页面
【PAT 甲级】1001 A+B Format

1001 A+B Format (20)（20 分）

Calculate a + b and output the sum in standard format -- that is, the digits must be separated into groups of three by commas (unless there are less than four digits).

Input

Each input file contains one test case. Each case contains a pair of integers a and b where -1000000 <= a, b <= 1000000. The numbers are separated by a space.

Output

For each test case, you should output the sum of a and b in one line. The sum must be written in the standard format.

Sample Input

-1000000 9

Sample Output

-999,991

题目大意：求两个数的和，并用三位分节法表示结果。

注意这里用到了一个新的取整数位数的方法，参考：点击打开链接

	if(abs(sum)>1)
	{//取整数位数
	        len=1+(int)log10(abs(sum));
	}

我的完整代码如下：

#include <iostream>
#include <cmath>
#include <string>
using namespace std;
int main()
{
	int a,b,sum,i=1,temp,len=1;
	cin>>a>>b;

	sum=a+b;
	if(abs(sum)>1)
	{//取整数位数
	        len=1+(int)log10(abs(sum));
	}
	int *s= new int [len+2]; //动态分配数组
	
	if(sum==0)
	{//如果合为0，直接输出0
		cout<<'0';
		system("pause");
		return 0;
	}
	temp=sum;

	while(sum!=0)
	{//从个位开始逐位存入
		s[i]=sum%10;
		sum=sum/10;
		i++;
	}

	//输出
	if(temp<0)
	{
		cout<<'-';
	}
	for(int j=i-1;j>=1;j--)
	{
		if(j%3==0&&j!=i-1)
		{
			cout<<',';
		}
		cout<<abs(s[j]);
	}

        delete[] s;
	system("pause");
	return 0;
}

所给条目

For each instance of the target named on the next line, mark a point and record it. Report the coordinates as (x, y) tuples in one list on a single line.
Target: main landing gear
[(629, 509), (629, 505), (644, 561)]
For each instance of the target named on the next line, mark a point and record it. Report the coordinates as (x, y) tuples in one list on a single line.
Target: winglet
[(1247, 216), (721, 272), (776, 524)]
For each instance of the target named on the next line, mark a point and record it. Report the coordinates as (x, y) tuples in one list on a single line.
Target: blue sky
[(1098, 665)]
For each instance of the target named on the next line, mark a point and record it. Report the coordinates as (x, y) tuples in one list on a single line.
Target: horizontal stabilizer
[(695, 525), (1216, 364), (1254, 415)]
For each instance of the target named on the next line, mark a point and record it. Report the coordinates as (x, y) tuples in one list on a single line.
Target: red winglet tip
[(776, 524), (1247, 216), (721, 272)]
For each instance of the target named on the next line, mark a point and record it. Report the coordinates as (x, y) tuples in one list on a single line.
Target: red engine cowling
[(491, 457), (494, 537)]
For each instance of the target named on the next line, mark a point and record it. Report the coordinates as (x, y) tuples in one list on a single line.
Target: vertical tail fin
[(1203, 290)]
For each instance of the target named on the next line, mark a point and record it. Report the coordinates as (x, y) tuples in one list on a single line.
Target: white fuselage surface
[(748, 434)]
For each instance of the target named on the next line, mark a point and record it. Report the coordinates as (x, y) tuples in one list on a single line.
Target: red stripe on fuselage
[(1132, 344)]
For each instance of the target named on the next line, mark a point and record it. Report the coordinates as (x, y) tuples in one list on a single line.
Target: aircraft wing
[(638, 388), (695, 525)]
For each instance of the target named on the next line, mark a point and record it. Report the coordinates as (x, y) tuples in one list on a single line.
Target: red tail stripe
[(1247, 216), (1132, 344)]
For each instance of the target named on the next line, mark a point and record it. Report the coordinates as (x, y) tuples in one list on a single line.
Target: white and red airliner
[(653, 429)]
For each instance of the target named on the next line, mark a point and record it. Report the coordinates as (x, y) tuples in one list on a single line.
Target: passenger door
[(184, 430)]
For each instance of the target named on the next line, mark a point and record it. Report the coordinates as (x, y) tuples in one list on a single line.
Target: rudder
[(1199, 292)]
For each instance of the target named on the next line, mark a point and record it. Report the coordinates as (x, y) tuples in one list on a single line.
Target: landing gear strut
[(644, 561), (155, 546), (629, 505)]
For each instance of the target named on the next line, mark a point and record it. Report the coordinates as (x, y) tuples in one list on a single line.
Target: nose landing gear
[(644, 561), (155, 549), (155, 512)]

书面要求
请返回讲解 PAT 甲级 1001 A+B Format 的这篇页面的全文，一字不改。 这些条目在本题中用不到。

解答
【PAT 甲级】1001 A+B Format

1001 A+B Format (20)（20 分）

Calculate a + b and output the sum in standard format -- that is, the digits must be separated into groups of three by commas (unless there are less than four digits).

Input

Each input file contains one test case. Each case contains a pair of integers a and b where -1000000 <= a, b <= 1000000. The numbers are separated by a space.

Output

For each test case, you should output the sum of a and b in one line. The sum must be written in the standard format.

Sample Input

-1000000 9

Sample Output

-999,991

题目大意：求两个数的和，并用三位分节法表示结果。

注意这里用到了一个新的取整数位数的方法，参考：点击打开链接

	if(abs(sum)>1)
	{//取整数位数
	        len=1+(int)log10(abs(sum));
	}

我的完整代码如下：

#include <iostream>
#include <cmath>
#include <string>
using namespace std;
int main()
{
	int a,b,sum,i=1,temp,len=1;
	cin>>a>>b;

	sum=a+b;
	if(abs(sum)>1)
	{//取整数位数
	        len=1+(int)log10(abs(sum));
	}
	int *s= new int [len+2]; //动态分配数组
	
	if(sum==0)
	{//如果合为0，直接输出0
		cout<<'0';
		system("pause");
		return 0;
	}
	temp=sum;

	while(sum!=0)
	{//从个位开始逐位存入
		s[i]=sum%10;
		sum=sum/10;
		i++;
	}

	//输出
	if(temp<0)
	{
		cout<<'-';
	}
	for(int j=i-1;j>=1;j--)
	{
		if(j%3==0&&j!=i-1)
		{
			cout<<',';
		}
		cout<<abs(s[j]);
	}

        delete[] s;
	system("pause");
	return 0;
}